WORK INSTRUCTION
All of the data that follows should be output again without any alteration.

§ §

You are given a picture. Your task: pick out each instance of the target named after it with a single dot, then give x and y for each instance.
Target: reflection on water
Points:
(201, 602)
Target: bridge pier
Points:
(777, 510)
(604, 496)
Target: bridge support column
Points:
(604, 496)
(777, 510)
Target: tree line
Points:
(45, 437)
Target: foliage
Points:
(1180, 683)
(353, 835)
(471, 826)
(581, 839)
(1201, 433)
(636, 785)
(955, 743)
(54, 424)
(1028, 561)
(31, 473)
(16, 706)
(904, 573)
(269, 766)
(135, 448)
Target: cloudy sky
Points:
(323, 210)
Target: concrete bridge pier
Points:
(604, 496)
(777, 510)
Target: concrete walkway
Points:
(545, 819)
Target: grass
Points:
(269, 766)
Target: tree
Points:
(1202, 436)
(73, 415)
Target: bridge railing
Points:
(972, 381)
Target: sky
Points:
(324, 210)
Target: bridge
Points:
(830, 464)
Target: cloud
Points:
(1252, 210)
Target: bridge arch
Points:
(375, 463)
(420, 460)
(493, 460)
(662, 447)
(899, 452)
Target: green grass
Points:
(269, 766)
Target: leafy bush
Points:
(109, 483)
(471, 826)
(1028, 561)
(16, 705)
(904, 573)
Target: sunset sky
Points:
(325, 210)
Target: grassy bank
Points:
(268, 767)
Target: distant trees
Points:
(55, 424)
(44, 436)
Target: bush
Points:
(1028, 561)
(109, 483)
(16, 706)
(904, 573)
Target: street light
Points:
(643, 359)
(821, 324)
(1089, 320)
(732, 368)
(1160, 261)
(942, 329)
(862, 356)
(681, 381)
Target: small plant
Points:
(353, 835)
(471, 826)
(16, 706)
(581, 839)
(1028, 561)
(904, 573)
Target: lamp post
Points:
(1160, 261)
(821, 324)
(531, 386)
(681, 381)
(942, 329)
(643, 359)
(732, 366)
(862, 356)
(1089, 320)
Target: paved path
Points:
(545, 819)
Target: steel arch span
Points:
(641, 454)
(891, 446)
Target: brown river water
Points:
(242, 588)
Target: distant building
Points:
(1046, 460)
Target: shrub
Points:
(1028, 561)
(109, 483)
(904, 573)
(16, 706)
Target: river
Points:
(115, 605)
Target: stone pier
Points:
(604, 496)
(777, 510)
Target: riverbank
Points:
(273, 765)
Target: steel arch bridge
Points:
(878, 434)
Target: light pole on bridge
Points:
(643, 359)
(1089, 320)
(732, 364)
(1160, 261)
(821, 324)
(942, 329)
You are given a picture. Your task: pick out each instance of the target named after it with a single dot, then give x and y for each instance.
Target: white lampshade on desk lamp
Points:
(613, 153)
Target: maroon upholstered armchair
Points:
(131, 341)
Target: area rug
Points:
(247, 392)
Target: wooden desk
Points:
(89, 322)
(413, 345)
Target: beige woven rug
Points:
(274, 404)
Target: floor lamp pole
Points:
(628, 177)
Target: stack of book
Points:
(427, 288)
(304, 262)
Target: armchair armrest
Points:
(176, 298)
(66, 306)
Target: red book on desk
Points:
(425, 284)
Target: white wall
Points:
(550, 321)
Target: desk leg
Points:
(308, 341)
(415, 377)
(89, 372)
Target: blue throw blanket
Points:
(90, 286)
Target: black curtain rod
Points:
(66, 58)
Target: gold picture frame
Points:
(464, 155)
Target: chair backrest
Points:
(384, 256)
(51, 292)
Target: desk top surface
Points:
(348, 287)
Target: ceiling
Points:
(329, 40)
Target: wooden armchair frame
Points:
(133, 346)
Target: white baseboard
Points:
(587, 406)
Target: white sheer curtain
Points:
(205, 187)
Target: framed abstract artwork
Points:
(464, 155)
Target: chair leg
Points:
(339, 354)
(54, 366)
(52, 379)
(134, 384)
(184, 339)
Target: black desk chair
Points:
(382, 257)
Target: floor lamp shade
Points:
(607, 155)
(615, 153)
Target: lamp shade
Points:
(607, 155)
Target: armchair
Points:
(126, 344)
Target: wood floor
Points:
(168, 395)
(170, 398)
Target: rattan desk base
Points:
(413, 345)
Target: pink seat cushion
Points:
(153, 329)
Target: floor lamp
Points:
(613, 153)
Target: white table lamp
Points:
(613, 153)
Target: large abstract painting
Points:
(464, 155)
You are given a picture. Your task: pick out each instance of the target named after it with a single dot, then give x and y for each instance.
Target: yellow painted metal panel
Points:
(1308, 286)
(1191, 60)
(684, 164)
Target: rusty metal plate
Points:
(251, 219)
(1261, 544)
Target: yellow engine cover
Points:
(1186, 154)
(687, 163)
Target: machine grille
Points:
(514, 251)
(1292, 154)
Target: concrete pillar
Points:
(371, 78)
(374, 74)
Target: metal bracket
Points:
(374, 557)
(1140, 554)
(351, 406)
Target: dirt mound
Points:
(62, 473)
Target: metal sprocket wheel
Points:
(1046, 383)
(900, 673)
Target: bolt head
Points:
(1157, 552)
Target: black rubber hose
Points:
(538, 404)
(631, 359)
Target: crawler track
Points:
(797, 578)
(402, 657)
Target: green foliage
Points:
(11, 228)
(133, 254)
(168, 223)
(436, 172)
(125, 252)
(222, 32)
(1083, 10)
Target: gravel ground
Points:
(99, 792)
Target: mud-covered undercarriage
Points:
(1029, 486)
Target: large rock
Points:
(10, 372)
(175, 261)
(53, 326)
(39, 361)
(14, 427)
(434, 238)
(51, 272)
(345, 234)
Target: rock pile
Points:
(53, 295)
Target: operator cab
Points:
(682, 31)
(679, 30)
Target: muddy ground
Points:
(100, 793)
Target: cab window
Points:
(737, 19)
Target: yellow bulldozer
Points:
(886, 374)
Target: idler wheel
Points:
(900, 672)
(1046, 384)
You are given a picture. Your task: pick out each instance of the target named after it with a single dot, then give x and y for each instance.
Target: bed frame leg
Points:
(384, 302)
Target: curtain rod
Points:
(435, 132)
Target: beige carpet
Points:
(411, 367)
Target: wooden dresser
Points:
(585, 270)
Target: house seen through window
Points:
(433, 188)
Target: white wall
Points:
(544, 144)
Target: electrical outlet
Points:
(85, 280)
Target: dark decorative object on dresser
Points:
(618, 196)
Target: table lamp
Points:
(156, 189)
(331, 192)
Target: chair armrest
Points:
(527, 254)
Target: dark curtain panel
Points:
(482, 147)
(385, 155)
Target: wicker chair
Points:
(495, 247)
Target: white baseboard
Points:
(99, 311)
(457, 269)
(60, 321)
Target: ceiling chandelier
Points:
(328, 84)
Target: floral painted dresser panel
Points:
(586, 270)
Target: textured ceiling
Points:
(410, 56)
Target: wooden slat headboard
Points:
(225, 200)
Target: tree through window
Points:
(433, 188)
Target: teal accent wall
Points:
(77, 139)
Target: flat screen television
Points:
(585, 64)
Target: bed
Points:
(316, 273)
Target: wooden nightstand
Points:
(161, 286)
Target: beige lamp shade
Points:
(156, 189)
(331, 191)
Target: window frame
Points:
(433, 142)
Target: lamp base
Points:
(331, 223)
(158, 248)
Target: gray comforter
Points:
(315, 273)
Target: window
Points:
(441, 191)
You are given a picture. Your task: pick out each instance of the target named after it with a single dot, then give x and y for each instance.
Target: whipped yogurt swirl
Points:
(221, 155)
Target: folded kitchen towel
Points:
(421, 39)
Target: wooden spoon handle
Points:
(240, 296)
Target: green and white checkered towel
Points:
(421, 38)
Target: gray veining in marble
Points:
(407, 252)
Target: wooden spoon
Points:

§ §

WRITTEN SOLUTION
You are given a picture. Your task: pick out each instance of the target named after it with a single dot, then give x and y for each instance.
Target: reflection on water
Points:
(201, 602)
Target: bridge pier
Points:
(777, 510)
(604, 496)
Target: bridge support column
Points:
(604, 496)
(777, 510)
Target: tree line
Points:
(45, 437)
Target: foliage
Points:
(1180, 683)
(353, 835)
(471, 826)
(581, 839)
(1201, 433)
(636, 785)
(955, 743)
(54, 424)
(1028, 561)
(31, 473)
(16, 706)
(904, 573)
(269, 766)
(135, 448)
Target: cloudy sky
Points:
(323, 210)
Target: concrete bridge pier
Points:
(604, 496)
(777, 510)
Target: concrete walkway
Points:
(545, 819)
Target: grass
Points:
(269, 766)
Target: tree
Points:
(1202, 436)
(73, 415)
Target: bridge railing
Points:
(972, 381)
Target: sky
Points:
(324, 210)
Target: bridge
Points:
(830, 464)
Target: cloud
Points:
(1252, 210)
Target: bridge arch
Points:
(375, 463)
(420, 460)
(493, 460)
(662, 447)
(899, 452)
Target: green grass
Points:
(269, 766)
Target: leafy bush
Points:
(109, 483)
(471, 826)
(1028, 561)
(16, 705)
(904, 573)
Target: sunset sky
Points:
(325, 210)
Target: grassy bank
Points:
(268, 767)
Target: distant trees
Points:
(55, 424)
(44, 436)
Target: bush
Points:
(1028, 561)
(109, 483)
(16, 706)
(904, 573)
Target: street light
Points:
(643, 359)
(821, 324)
(1089, 320)
(732, 368)
(1160, 261)
(942, 329)
(862, 356)
(681, 381)
Target: small plant
Points:
(353, 835)
(471, 826)
(16, 706)
(581, 839)
(1028, 561)
(904, 573)
Target: lamp post
Points:
(1160, 261)
(821, 324)
(531, 386)
(681, 381)
(942, 329)
(643, 359)
(732, 366)
(862, 356)
(1089, 320)
Target: paved path
Points:
(545, 819)
Target: steel arch span
Points:
(641, 454)
(891, 446)
Target: brown river water
Points:
(242, 588)
Target: distant building
Points:
(1046, 460)
Target: shrub
Points:
(1028, 561)
(109, 483)
(904, 573)
(16, 706)
Target: river
Points:
(115, 605)
Target: stone pier
Points:
(604, 496)
(777, 510)
Target: riverbank
Points:
(273, 765)
Target: steel arch bridge
Points:
(878, 434)
Target: light pole on bridge
Points:
(643, 359)
(1089, 320)
(732, 364)
(1160, 261)
(821, 324)
(942, 329)
You are given a picture. Your task: pick out each instance of the target named after it with a single dot, then give x and y for each instance.
Target: white lampshade on desk lamp
Points:
(613, 153)
Target: maroon upholstered armchair
Points:
(131, 341)
Target: area rug
Points:
(247, 392)
Target: wooden desk
Points:
(89, 322)
(413, 345)
Target: beige woven rug
Points:
(274, 404)
Target: floor lamp pole
Points:
(628, 177)
Target: stack of book
Points:
(427, 288)
(304, 262)
Target: armchair armrest
Points:
(176, 298)
(66, 306)
Target: red book on desk
Points:
(425, 284)
Target: white wall
Points:
(550, 321)
Target: desk leg
Points:
(308, 341)
(415, 377)
(89, 372)
Target: blue throw blanket
Points:
(90, 286)
Target: black curtain rod
Points:
(66, 58)
Target: gold picture frame
Points:
(464, 155)
Target: chair backrest
Points:
(384, 256)
(51, 292)
Target: desk top surface
Points:
(348, 287)
Target: ceiling
Points:
(329, 40)
Target: wooden armchair frame
Points:
(133, 346)
Target: white baseboard
Points:
(587, 406)
Target: white sheer curtain
Points:
(205, 187)
Target: framed abstract artwork
Points:
(464, 155)
Target: chair leg
Points:
(339, 354)
(54, 366)
(52, 379)
(134, 384)
(184, 339)
Target: black desk chair
Points:
(382, 257)
Target: floor lamp shade
Points:
(607, 155)
(615, 153)
Target: lamp shade
Points:
(607, 155)
Target: armchair
Points:
(126, 344)
Target: wood floor
Points:
(168, 395)
(170, 398)
Target: rattan desk base
Points:
(413, 345)
Target: pink seat cushion
Points:
(153, 329)
Target: floor lamp
Points:
(613, 153)
Target: white table lamp
Points:
(613, 153)
Target: large abstract painting
Points:
(464, 155)
You are given a picture. Your task: pick out each instance of the target named after it with a single dot, then give x and y for each instance.
Target: yellow painted metal panel
Points:
(1308, 286)
(1191, 60)
(684, 164)
Target: rusty metal plate
Points:
(251, 219)
(1261, 544)
Target: yellow engine cover
Points:
(1186, 154)
(687, 163)
Target: machine grille
Points:
(514, 251)
(1292, 154)
Target: concrete pillar
Points:
(371, 78)
(374, 74)
Target: metal bracket
Points:
(374, 557)
(1140, 554)
(351, 406)
Target: dirt mound
Points:
(62, 473)
Target: metal sprocket wheel
Points:
(1046, 383)
(900, 673)
Target: bolt head
Points:
(1157, 552)
Target: black rubber hose
Points:
(538, 404)
(631, 359)
Target: crawler track
Points:
(797, 578)
(402, 657)
Target: green foliage
Points:
(11, 228)
(133, 254)
(168, 223)
(436, 172)
(125, 252)
(222, 32)
(1083, 10)
Target: gravel ground
Points:
(99, 792)
Target: mud-covered undercarriage
Points:
(1029, 486)
Target: large rock
Points:
(10, 372)
(175, 261)
(53, 326)
(39, 361)
(14, 427)
(434, 238)
(51, 272)
(345, 234)
Target: rock pile
Points:
(53, 295)
Target: operator cab
Points:
(682, 31)
(679, 30)
Target: muddy ground
Points:
(100, 793)
Target: cab window
Points:
(737, 19)
Target: yellow bulldozer
Points:
(886, 374)
Target: idler wheel
Points:
(900, 672)
(1046, 384)
You are given a picture. Your task: pick out each instance of the target named after it with a single dot, then give x and y for each instance.
Target: bed frame leg
Points:
(384, 302)
Target: curtain rod
Points:
(435, 132)
Target: beige carpet
Points:
(411, 367)
Target: wooden dresser
Points:
(585, 270)
Target: house seen through window
Points:
(433, 188)
Target: white wall
Points:
(544, 144)
Target: electrical outlet
Points:
(85, 280)
Target: dark decorative object on dresser
Points:
(618, 196)
Target: table lamp
Points:
(156, 189)
(331, 192)
Target: chair armrest
Points:
(527, 254)
Target: dark curtain panel
Points:
(482, 147)
(385, 155)
Target: wicker chair
Points:
(495, 247)
Target: white baseboard
Points:
(99, 311)
(457, 269)
(60, 321)
Target: ceiling chandelier
Points:
(328, 84)
Target: floral painted dresser panel
Points:
(586, 270)
Target: textured ceiling
Points:
(410, 56)
Target: wooden slat headboard
Points:
(225, 200)
Target: tree through window
Points:
(433, 188)
Target: teal accent wall
Points:
(77, 139)
Target: flat screen television
Points:
(585, 64)
Target: bed
Points:
(316, 273)
Target: wooden nightstand
Points:
(161, 286)
Target: beige lamp shade
Points:
(156, 189)
(331, 191)
Target: window frame
Points:
(433, 142)
Target: lamp base
Points:
(331, 223)
(158, 248)
Target: gray comforter
Points:
(315, 273)
Target: window
Points:
(441, 191)
You are given a picture. Your task: pick out each instance of the target named after it with a single dot, then give x and y for each instance.
Target: whipped yogurt swirl
Points:
(221, 155)
Target: folded kitchen towel
Points:
(421, 39)
Target: wooden spoon handle
Points:
(240, 296)
Target: green and white checkered towel
Points:
(421, 38)
Target: gray veining in marble
Points:
(407, 252)
Target: wooden spoon
Points:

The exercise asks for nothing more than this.